(Beginning of INFORMATION SHOWN)
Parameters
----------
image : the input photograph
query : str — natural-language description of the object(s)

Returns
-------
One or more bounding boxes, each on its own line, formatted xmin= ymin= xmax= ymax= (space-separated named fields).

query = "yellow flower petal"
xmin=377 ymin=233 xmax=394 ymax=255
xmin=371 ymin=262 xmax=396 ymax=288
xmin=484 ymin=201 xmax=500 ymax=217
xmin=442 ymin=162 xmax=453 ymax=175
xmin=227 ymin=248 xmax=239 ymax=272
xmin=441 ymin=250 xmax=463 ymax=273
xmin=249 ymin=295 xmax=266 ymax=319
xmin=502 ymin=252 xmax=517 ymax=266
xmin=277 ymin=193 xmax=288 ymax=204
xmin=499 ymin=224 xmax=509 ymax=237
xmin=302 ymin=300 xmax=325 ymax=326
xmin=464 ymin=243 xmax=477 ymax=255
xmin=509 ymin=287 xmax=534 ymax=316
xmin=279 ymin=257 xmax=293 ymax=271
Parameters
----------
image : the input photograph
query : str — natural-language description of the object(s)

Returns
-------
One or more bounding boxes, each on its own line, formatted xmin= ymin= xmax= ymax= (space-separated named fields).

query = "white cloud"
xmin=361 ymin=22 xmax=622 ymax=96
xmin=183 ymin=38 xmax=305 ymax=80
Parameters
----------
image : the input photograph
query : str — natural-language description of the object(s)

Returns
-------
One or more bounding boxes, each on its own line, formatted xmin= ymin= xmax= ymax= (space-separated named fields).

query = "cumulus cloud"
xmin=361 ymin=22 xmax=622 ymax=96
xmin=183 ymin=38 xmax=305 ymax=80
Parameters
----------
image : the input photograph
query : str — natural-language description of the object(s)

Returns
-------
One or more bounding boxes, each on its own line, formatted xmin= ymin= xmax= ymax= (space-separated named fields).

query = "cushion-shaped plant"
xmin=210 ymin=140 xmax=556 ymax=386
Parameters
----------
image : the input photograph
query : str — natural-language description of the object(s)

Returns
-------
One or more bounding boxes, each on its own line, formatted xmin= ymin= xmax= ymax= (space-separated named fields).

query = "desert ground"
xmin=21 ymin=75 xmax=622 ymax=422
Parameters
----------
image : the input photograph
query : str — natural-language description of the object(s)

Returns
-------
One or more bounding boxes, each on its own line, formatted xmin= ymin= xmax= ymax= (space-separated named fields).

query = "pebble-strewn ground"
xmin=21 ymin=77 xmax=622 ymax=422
(End of INFORMATION SHOWN)
### TASK INSTRUCTIONS
Generate an exact reproduction of all entries.

### RESULT
Parameters
----------
image : the input photograph
query : str — natural-language description of the object(s)

Returns
-------
One or more bounding boxes, each on its own line, formatted xmin= ymin= xmax= ymax= (space-separated named fields).

query = "yellow flower petal"
xmin=377 ymin=233 xmax=394 ymax=255
xmin=371 ymin=262 xmax=396 ymax=288
xmin=484 ymin=201 xmax=500 ymax=217
xmin=442 ymin=162 xmax=453 ymax=175
xmin=227 ymin=248 xmax=239 ymax=272
xmin=441 ymin=250 xmax=463 ymax=273
xmin=249 ymin=295 xmax=266 ymax=319
xmin=502 ymin=252 xmax=517 ymax=266
xmin=277 ymin=193 xmax=288 ymax=204
xmin=499 ymin=224 xmax=509 ymax=237
xmin=302 ymin=300 xmax=325 ymax=326
xmin=464 ymin=243 xmax=477 ymax=255
xmin=509 ymin=287 xmax=534 ymax=316
xmin=279 ymin=257 xmax=293 ymax=271
Parameters
----------
image : the input photograph
query : str — natural-language description of the object(s)

Returns
-------
One or more bounding boxes, each on its own line, formatted xmin= ymin= xmax= ymax= (space-separated named fields).

query = "white cloud"
xmin=361 ymin=22 xmax=622 ymax=96
xmin=183 ymin=38 xmax=305 ymax=80
Parameters
----------
image : the input photograph
query : str — natural-language description of the object(s)

Returns
-------
One or more bounding boxes, each on its own line, formatted xmin= ymin= xmax= ymax= (space-separated named fields).

query = "cumulus cloud"
xmin=361 ymin=22 xmax=622 ymax=96
xmin=183 ymin=38 xmax=305 ymax=80
Parameters
----------
image : the input photograph
query : str — natural-language description of the object(s)

Returns
-------
One or more bounding boxes, each on its own line, formatted xmin= ymin= xmax= ymax= (space-separated named fields).

query = "cushion-shaped plant"
xmin=210 ymin=140 xmax=556 ymax=386
Parameters
----------
image : the input photograph
query : str — natural-language description of the object(s)

Returns
-------
One or more bounding boxes, each on its own line, formatted xmin= ymin= xmax= ymax= (space-separated named fields).

query = "desert ground"
xmin=21 ymin=75 xmax=622 ymax=422
Parameters
----------
image : the input photograph
query : str — natural-language description of the object(s)

Returns
-------
One or more bounding boxes, each on its own line, formatted xmin= ymin= xmax= ymax= (space-separated named fields).

query = "pebble-strewn ground"
xmin=21 ymin=77 xmax=622 ymax=422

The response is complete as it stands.